Entries from a dataset
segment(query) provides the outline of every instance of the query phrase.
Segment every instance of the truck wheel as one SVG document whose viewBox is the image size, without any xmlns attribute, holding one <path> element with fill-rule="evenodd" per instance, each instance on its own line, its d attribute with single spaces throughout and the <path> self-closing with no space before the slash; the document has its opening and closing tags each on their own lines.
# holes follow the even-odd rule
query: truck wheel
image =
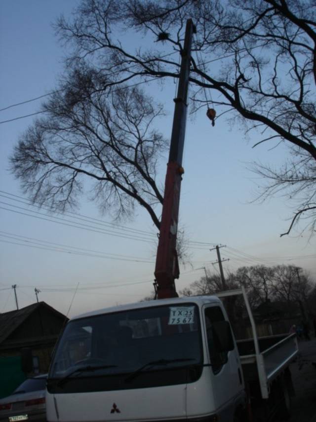
<svg viewBox="0 0 316 422">
<path fill-rule="evenodd" d="M 284 421 L 287 421 L 291 417 L 291 408 L 292 400 L 288 388 L 286 384 L 283 385 L 283 397 L 278 411 L 279 417 Z"/>
</svg>

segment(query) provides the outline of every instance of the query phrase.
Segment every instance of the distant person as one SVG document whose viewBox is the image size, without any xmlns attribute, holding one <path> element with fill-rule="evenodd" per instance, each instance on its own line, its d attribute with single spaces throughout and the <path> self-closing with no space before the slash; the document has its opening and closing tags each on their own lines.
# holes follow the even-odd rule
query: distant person
<svg viewBox="0 0 316 422">
<path fill-rule="evenodd" d="M 296 327 L 296 335 L 299 339 L 302 338 L 303 335 L 303 328 L 300 326 L 297 326 Z"/>
<path fill-rule="evenodd" d="M 305 340 L 310 340 L 310 328 L 307 321 L 302 321 L 302 327 L 303 327 L 303 335 Z"/>
</svg>

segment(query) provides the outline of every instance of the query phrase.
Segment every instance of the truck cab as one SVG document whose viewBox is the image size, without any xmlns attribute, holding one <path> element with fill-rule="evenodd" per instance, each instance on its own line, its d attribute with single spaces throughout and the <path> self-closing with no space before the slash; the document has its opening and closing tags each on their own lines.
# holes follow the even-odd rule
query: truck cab
<svg viewBox="0 0 316 422">
<path fill-rule="evenodd" d="M 73 318 L 48 375 L 48 421 L 233 422 L 245 405 L 239 355 L 214 296 Z"/>
</svg>

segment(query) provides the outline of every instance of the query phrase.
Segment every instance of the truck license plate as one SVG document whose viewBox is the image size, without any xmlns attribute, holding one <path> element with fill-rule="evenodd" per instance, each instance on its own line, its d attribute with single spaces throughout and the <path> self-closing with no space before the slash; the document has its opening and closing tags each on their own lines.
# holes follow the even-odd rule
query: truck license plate
<svg viewBox="0 0 316 422">
<path fill-rule="evenodd" d="M 15 422 L 16 421 L 27 421 L 29 419 L 27 415 L 19 415 L 18 416 L 9 416 L 9 422 Z"/>
</svg>

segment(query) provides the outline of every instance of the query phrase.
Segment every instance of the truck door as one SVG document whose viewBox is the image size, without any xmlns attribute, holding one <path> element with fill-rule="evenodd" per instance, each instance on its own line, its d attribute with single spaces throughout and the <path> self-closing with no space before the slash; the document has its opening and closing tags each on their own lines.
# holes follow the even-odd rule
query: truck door
<svg viewBox="0 0 316 422">
<path fill-rule="evenodd" d="M 244 394 L 241 365 L 236 343 L 233 350 L 221 352 L 217 350 L 212 325 L 225 321 L 219 306 L 210 306 L 204 309 L 204 328 L 206 340 L 207 358 L 210 364 L 214 402 L 218 408 L 225 408 L 227 415 L 234 414 L 234 408 Z M 223 415 L 223 420 L 231 420 Z"/>
</svg>

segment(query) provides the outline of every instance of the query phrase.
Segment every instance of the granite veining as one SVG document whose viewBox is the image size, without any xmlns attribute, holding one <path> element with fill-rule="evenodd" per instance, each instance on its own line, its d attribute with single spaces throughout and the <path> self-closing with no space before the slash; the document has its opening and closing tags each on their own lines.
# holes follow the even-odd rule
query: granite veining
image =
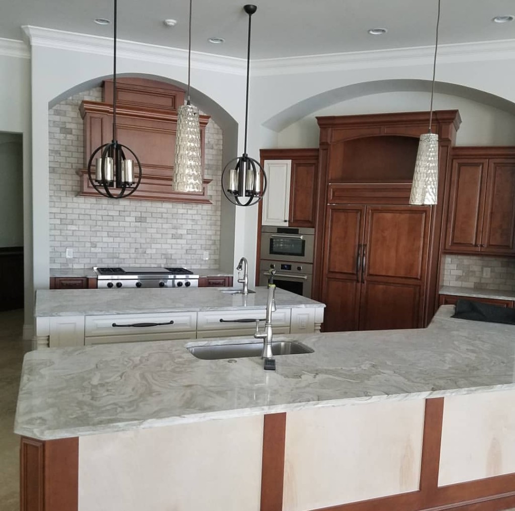
<svg viewBox="0 0 515 511">
<path fill-rule="evenodd" d="M 247 296 L 222 292 L 231 288 L 40 289 L 36 292 L 35 315 L 96 316 L 266 308 L 266 287 L 255 287 L 255 293 Z M 279 288 L 276 289 L 276 303 L 278 309 L 325 306 L 320 302 Z"/>
<path fill-rule="evenodd" d="M 515 388 L 515 327 L 450 317 L 424 329 L 277 335 L 314 352 L 202 360 L 193 345 L 248 339 L 108 344 L 25 358 L 15 431 L 49 439 L 277 413 L 308 406 Z"/>
<path fill-rule="evenodd" d="M 477 298 L 495 298 L 497 300 L 515 300 L 515 291 L 474 289 L 471 287 L 458 287 L 456 286 L 442 286 L 440 289 L 440 294 L 471 296 Z"/>
</svg>

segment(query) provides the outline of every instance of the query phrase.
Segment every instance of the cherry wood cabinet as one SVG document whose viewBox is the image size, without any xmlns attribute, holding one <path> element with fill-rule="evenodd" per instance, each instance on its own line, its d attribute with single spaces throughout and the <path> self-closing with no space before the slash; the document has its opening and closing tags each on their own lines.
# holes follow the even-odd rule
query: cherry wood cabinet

- [Directions]: Collect every line of the entries above that contains the word "license". Copy each such line in full.

- [Answer]:
Segment every instance of the truck license plate as one SVG document whose viewBox is the image size, without any xmlns attribute, holding one <path> element with fill-rule="evenodd" per instance, each instance on its own line, its d attribute with single spaces throughout and the <path> self-closing with no space before the slash; the document has its opening and closing tags each on their own lines.
query: truck license plate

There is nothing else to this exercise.